→ Условия задания:
Продолжите фрагмент о прозе Улитина, начав сразу после его последнего предложения.

Это визуальное отношение к книге прямо восстанавливает европейскую традицию, начатую поэмой Малларме «Бросок костей никогда не отменит случая». Скорее всего, на Улитина повлиял не сам Малларме, а восходящая к нему русская традиция футуристической самодельной книги, но Улитин словно бы задним числом усилил в этой традиции западноевропейские элементы.
Приведу фрагмент из уже упоминавшегося текста 1978 года «Ворота Кавказа», где монтажная структура выражена довольно ясно уже на уровне собственно текста:
Еще раз.
Тогда не надо волноваться. Просто вспомнить текст с красивой датой (7.7.77 был такой), и всё. Шекспир как козел отпущения. А у них Чехов. Вали кулем, а после разберем. Как БУДТО БЫ не было театра Таирова. Как будто не существовала великая актриса Алиса Коонен. Чего ж вы молчите, театральные критики и диссертанты? Увы, никто на это ОТВЕТА ДАТЬ НЕ МОГ[797]. Одни отцы хирургии 20 века, которые помалкивают и действуют. Действуют и помалкивают. Для 55 года это новая мысль. Для Саратова это четвертый закон диалектики[798]. Тоже не будет разговора.
Земский врач на холере. Атаман выплачивает двухмесячную зарплату и качает головой. Девчонка! За два месяца в четыре раза больше ЕГО!
Это был триумф Женского медицинского института в Российской империи 1912 года. «Я врач!» говорилось с интонациями «я великая княгиня» и подразумевалось: и этого я добилась сама!
(Какая мура получается из этого продолжения. 25 минут, не больше. Но сколько я ждал этого мгновенья.)
Странный был голос:
— Я тоже училась в ИФЛИ.
Но имя Сергея Черткова для нее ничего не значит. А я отправил открытку. Там было что-то жалобное насчет «и без помощи трех товарищей».

Сохраненные записи данных
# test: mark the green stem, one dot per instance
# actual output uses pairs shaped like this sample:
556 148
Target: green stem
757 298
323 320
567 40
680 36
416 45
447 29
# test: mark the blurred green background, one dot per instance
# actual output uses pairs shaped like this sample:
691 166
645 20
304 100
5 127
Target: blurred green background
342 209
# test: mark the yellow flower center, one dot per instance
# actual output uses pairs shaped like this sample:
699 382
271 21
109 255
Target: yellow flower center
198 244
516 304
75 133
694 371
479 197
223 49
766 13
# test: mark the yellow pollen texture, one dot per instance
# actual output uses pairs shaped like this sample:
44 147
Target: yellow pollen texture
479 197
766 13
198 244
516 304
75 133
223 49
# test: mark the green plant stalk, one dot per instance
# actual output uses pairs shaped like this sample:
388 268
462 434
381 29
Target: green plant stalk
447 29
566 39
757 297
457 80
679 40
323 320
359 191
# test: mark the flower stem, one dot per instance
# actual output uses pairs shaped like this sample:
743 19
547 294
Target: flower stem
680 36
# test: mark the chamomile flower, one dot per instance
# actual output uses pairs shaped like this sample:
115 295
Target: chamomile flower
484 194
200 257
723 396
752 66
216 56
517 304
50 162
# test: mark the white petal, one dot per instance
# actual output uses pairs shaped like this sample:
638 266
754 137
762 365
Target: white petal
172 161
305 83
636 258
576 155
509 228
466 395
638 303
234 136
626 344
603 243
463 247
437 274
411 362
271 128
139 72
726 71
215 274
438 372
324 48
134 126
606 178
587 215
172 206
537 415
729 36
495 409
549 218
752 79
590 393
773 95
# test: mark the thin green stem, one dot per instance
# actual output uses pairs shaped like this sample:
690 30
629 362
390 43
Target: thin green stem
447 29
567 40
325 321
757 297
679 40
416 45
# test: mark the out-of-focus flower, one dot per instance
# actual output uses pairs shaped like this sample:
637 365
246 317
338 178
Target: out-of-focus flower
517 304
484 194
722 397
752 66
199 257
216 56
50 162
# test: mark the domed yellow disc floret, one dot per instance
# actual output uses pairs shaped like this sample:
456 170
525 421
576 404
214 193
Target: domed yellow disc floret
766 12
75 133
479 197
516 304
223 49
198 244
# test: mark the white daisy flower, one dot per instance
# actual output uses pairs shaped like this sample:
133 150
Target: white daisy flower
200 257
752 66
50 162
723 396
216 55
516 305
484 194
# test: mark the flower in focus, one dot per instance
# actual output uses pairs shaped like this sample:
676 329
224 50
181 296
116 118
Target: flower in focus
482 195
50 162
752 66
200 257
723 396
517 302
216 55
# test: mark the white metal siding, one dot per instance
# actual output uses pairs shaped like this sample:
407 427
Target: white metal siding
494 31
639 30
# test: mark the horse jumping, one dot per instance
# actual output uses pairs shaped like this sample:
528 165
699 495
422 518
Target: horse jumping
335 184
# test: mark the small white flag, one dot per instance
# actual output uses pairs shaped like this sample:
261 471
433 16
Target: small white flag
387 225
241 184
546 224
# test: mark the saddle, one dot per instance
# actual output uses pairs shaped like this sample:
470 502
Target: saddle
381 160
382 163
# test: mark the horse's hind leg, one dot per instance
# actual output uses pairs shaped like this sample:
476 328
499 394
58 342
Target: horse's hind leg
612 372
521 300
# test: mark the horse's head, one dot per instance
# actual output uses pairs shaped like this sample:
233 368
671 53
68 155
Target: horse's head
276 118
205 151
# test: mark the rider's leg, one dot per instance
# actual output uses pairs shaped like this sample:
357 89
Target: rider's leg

→ Результат:
Сегодня мы провожаем в последний путь еще одного из трех товарищей по Усачевке[799]. Хороший был гад, приятно вспомнить. ДАТУ НЕ НУЖНО СТАВИТЬ.
По телефону было сказано: «А он ни с кем не общается».
И правильно делает.
ЧТО ТОТ СОЛДАТ, ЧТО ЭТОТ
Это было в 65 году. Ладно.
С тех пор не было разговора[800].
В этом относительно небольшом фрагменте соединены отсылки к событиям, относящимся к четырем периодам — к современности повествователя (1977–1978 годы), его относительно давнему «оттепельному» прошлому («Для 55 года это новая мысль»; «Это было в 65 году», упоминание пьесы Б. Брехта «Что тот солдат, что этот» и нашумевшего «шестидесятнического» спектакля по ней[801]), к предвоенному времени (общежитие ИФЛИ на улице Усачева, упоминание фильма «Три товарища»[802]) и к молодости матери Улитина, Ульяны Улитиной (1912 год, женщина-врач приезжает работать в земском учреждении в Область войска Донского).
Вся эта калейдоскопическая временная структура «сшивается» фразами-лейтмотивами — такие дальние переклички, осуществляемые с помощью возвращающихся образов, тоже характерны для принципов монтажа в кинематографе 1920-х: «Тоже не будет разговора» — «С тех пор не было разговора». В произведениях Улитина одна и та же фраза может возникнуть как реплика одного из участников беседы, потом стать заголовком фрагмента, потом появиться еще несколько раз. (Ср. лейтмотивный характер образа украинской девушки с крышки бандуры в киносценарии Солженицына «Знают истину танки!».)
Улитин пользовался для своего письма автобиографическими методами — вспоминанием и фиксацией эпизодов из своего прошлого, чаще всего в виде намеков. Однако он не ставил своей задачей создание цельной или фрагментированной автобиографии. Его проза трансформирует восприятие исторического времени и конвенциональное представление о человеческом «я». Механизмы этой трансформации и их работа хорошо различимы в самом откровенном произведении Улитина — «Хабаровский резидент» (1961), текст которого стал известен даже в ближнем кругу писателя только после его смерти. «Хабаровского резидента» имеет смысл обсудить потому, что это сочинение в наибольшей степени похоже на традиционный автобиографический нарратив. Тем заметнее оказываются отличия.